What needs to be done:
Could you transcribe each record below exactly as written, setting the pictures aside?

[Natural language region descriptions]
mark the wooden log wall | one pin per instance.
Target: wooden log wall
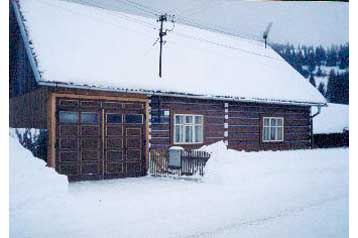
(29, 110)
(161, 129)
(238, 124)
(245, 124)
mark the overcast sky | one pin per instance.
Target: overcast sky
(316, 23)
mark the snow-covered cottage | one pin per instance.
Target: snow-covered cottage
(90, 76)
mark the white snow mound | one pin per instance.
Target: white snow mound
(332, 119)
(30, 180)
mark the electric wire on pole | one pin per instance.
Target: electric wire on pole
(163, 18)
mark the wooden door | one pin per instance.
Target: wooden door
(100, 139)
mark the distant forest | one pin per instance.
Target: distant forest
(326, 68)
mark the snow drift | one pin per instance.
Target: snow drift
(243, 194)
(30, 180)
(332, 119)
(232, 167)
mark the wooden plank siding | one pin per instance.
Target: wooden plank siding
(161, 126)
(246, 123)
(243, 122)
(29, 110)
(21, 77)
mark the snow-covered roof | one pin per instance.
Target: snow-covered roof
(332, 119)
(88, 46)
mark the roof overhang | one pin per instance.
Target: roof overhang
(181, 95)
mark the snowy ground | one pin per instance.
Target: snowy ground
(260, 194)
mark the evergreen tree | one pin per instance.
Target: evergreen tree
(338, 88)
(331, 86)
(312, 80)
(332, 57)
(321, 89)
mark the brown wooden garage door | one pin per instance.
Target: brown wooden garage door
(100, 139)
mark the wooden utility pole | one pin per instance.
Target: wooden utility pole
(163, 18)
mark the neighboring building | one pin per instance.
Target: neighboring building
(331, 127)
(89, 76)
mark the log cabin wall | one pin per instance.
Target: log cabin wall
(245, 123)
(238, 124)
(29, 110)
(161, 125)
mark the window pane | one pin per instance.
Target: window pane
(178, 133)
(266, 133)
(68, 117)
(89, 117)
(188, 134)
(273, 133)
(198, 133)
(266, 121)
(188, 119)
(133, 118)
(279, 122)
(178, 119)
(198, 120)
(279, 133)
(114, 118)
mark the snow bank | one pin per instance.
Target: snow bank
(232, 167)
(195, 62)
(332, 119)
(30, 180)
(242, 195)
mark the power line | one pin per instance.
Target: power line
(121, 15)
(188, 36)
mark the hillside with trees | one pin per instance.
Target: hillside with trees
(327, 69)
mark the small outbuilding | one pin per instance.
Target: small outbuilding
(89, 76)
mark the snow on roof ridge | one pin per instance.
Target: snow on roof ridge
(191, 63)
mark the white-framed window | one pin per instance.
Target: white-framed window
(188, 129)
(273, 129)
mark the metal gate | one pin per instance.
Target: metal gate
(99, 139)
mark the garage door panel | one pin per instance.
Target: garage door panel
(90, 155)
(100, 139)
(90, 130)
(69, 156)
(134, 154)
(114, 155)
(134, 142)
(90, 168)
(69, 130)
(70, 169)
(133, 131)
(134, 106)
(90, 143)
(69, 144)
(116, 168)
(114, 143)
(112, 105)
(68, 103)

Answer for the task:
mark the wooden log wall | one pin per instance.
Target: wooden log wall
(29, 110)
(161, 129)
(238, 124)
(245, 124)
mark the overcast sky | one pin per instance.
Target: overcast sky
(316, 23)
mark the snow-covered cottage | one pin per instance.
Target: snow-covered cottage
(90, 76)
mark the white snow mound | one pin per instance.
Target: white snow mound
(332, 119)
(30, 180)
mark the electric wire on pole | one pin per instance.
Target: electric wire on pole
(163, 18)
mark the wooden door | one pin per instance.
Target: wooden door
(100, 139)
mark the distant forest | one pin per instance.
Target: distant forest
(326, 68)
mark the snow drift | one pin per instance.
Target: snow drift
(243, 194)
(30, 180)
(332, 119)
(232, 167)
mark the wooden plank siding | one pin per instance.
Target: wooden plank siding
(161, 126)
(246, 123)
(243, 122)
(29, 110)
(21, 77)
mark the snow-covered roof | one pin per instance.
Target: snow-covered roof
(332, 119)
(88, 46)
mark the roof overhang | one pin per instance.
Target: roof overhang
(181, 95)
mark the snowy ground | one pin per instance.
Target: snowy ground
(260, 194)
mark the evergreen tree | one pin per instance.
Target: evergreen tree
(338, 88)
(331, 86)
(312, 80)
(332, 57)
(321, 89)
mark the brown wooden garage door | one pin per instance.
Target: brown wooden garage door
(100, 139)
mark the wooden utility pole | one pin per instance.
Target: wooden utility pole
(163, 18)
mark the neighboring building | one pin per instance.
Target: neighboring building
(331, 127)
(89, 76)
mark the log cabin wall | one pin per instance.
Target: log cabin wall
(245, 123)
(238, 124)
(29, 110)
(161, 125)
mark the window pane | one pin per instance.
Target: window pane
(178, 133)
(266, 133)
(68, 117)
(89, 117)
(188, 134)
(273, 133)
(198, 133)
(266, 121)
(188, 119)
(133, 118)
(279, 122)
(178, 119)
(198, 120)
(279, 133)
(114, 118)
mark the snow bank | one pin per instance.
Target: snow bank
(232, 167)
(195, 62)
(332, 119)
(30, 180)
(242, 195)
mark the power line | one pin per instance.
Target: power line
(121, 15)
(188, 36)
mark the hillside with trees | one pin per instance.
Target: hillside with trees
(327, 69)
mark the small outbuilding | one pin per instance.
Target: small outbuilding
(89, 76)
mark the snow on roof ridge | one pin per instance.
Target: snow on roof ridge
(191, 63)
mark the white-framed window | one pin per instance.
Target: white-framed window
(188, 129)
(273, 129)
mark the metal gate | one pin per instance.
Target: metal gate
(99, 139)
mark the garage door panel | one pin per instance.
Target: garage door panel
(90, 155)
(100, 139)
(90, 130)
(69, 156)
(134, 154)
(114, 155)
(134, 142)
(90, 168)
(69, 130)
(70, 169)
(133, 131)
(134, 106)
(90, 143)
(69, 144)
(116, 168)
(114, 143)
(112, 105)
(68, 103)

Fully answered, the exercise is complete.